[Begin]

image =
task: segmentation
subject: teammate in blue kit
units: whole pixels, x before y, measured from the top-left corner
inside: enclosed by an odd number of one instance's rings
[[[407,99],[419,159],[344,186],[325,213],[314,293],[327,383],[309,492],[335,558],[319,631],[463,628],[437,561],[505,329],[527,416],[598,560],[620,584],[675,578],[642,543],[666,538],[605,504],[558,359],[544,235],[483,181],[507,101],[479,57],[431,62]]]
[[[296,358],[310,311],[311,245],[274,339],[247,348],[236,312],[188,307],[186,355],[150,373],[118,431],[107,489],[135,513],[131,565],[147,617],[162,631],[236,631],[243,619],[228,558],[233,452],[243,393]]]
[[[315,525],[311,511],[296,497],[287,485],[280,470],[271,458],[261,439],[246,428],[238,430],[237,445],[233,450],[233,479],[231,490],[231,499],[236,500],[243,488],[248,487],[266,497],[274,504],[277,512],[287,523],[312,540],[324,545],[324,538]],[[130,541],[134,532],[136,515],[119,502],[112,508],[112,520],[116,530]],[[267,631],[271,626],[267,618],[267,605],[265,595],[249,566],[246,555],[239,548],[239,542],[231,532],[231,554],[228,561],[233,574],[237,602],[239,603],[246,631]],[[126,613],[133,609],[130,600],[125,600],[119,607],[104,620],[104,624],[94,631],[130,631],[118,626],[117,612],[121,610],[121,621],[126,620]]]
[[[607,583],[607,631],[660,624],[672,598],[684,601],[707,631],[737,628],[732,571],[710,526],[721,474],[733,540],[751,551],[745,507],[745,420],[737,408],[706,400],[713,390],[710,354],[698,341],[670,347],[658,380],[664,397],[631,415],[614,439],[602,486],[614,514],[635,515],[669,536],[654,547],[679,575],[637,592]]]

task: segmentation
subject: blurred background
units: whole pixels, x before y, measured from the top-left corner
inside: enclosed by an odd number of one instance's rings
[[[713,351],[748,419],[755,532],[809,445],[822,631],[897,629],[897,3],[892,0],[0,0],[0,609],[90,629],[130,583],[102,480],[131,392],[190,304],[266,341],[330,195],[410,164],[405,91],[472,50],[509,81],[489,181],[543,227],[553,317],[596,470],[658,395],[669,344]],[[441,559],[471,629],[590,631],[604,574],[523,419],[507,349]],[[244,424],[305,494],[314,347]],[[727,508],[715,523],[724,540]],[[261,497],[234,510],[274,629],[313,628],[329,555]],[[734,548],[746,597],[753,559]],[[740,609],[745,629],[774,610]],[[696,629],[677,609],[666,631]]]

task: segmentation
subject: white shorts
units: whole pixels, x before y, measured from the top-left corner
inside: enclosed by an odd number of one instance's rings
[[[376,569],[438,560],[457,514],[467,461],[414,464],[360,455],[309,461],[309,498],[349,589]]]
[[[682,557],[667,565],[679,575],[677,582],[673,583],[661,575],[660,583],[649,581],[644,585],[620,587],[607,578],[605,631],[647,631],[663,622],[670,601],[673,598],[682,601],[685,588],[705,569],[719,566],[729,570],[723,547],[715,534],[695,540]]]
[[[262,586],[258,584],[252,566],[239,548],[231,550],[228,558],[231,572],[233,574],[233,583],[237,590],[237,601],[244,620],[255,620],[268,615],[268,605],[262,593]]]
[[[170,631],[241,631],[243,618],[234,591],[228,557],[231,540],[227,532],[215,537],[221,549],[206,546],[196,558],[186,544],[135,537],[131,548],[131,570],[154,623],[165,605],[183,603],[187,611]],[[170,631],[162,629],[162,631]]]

[End]

Reproduce every record, matching each line exactly.

SOLUTION TO THIS EXERCISE
image =
task: segmentation
subject: teammate in blue kit
units: whole pixels, x before y, measured from the top-left corner
inside: enclosed by an odd number of one instance's rings
[[[407,99],[419,159],[344,186],[325,213],[314,293],[327,383],[309,492],[335,558],[319,631],[463,628],[437,561],[505,329],[527,416],[598,560],[620,584],[675,578],[642,543],[666,538],[605,504],[558,359],[544,235],[483,181],[507,101],[479,57],[431,62]]]
[[[296,358],[310,311],[311,245],[274,339],[247,348],[236,312],[188,307],[186,355],[150,373],[118,431],[107,489],[135,513],[131,565],[147,617],[162,631],[236,631],[243,619],[228,558],[233,452],[243,393]]]
[[[315,525],[311,511],[296,497],[287,485],[280,470],[271,458],[261,439],[246,428],[238,430],[237,445],[233,450],[233,479],[231,490],[231,499],[236,500],[243,488],[248,487],[266,497],[274,504],[277,512],[287,523],[312,540],[324,545],[324,538]],[[130,541],[134,532],[136,515],[119,502],[112,508],[112,520],[116,530]],[[267,631],[271,626],[267,618],[267,605],[265,595],[249,566],[246,555],[239,548],[239,542],[231,532],[231,554],[228,561],[233,574],[237,602],[239,603],[246,631]],[[126,613],[133,609],[130,600],[125,600],[119,607],[104,620],[104,624],[94,631],[130,631],[118,626],[117,612],[121,610],[121,621],[126,620]]]
[[[607,583],[607,631],[660,624],[672,598],[684,601],[707,631],[737,628],[732,571],[710,526],[721,474],[733,540],[751,551],[745,507],[745,420],[737,408],[706,400],[713,390],[710,354],[698,341],[670,347],[658,380],[664,397],[631,415],[614,439],[602,486],[614,514],[635,515],[669,536],[654,547],[679,575],[637,592]]]

task: segmentation
subject: blurred background
units: whole pixels, x before y, measured from the top-left corner
inside: enclosed by an odd number of one instance's rings
[[[713,351],[748,419],[755,532],[809,445],[822,631],[897,629],[897,3],[892,0],[0,0],[0,609],[90,629],[130,583],[102,480],[131,392],[190,304],[266,341],[330,195],[410,164],[405,91],[472,50],[509,81],[489,181],[543,227],[553,317],[596,470],[658,395],[669,344]],[[441,559],[471,629],[590,631],[604,574],[523,419],[507,349]],[[244,424],[305,494],[314,347]],[[727,508],[715,523],[724,540]],[[261,497],[234,510],[274,629],[313,628],[329,555]],[[734,548],[746,597],[753,559]],[[740,609],[745,629],[774,610]],[[696,629],[677,609],[666,631]]]

task: segmentation
subject: white shorts
units: whole pixels, x before y, measured from the top-left corner
inside: enclosed by an odd number of one instance's rings
[[[376,569],[438,560],[457,514],[467,461],[414,464],[360,455],[309,461],[309,498],[349,589]]]
[[[682,557],[667,565],[679,575],[677,582],[673,583],[661,575],[660,583],[649,581],[644,585],[620,587],[607,578],[605,631],[647,631],[663,622],[670,601],[673,598],[682,601],[685,588],[705,569],[719,566],[729,570],[723,547],[715,534],[695,540]]]
[[[262,586],[258,584],[252,566],[239,548],[231,550],[228,558],[231,572],[233,574],[233,583],[237,590],[237,601],[244,620],[255,620],[268,615],[268,605],[262,593]]]
[[[170,631],[241,631],[243,618],[234,591],[228,557],[231,540],[227,532],[215,537],[221,549],[206,546],[196,558],[186,544],[135,537],[131,548],[131,570],[154,623],[165,605],[183,603],[187,611]],[[170,631],[162,629],[162,631]]]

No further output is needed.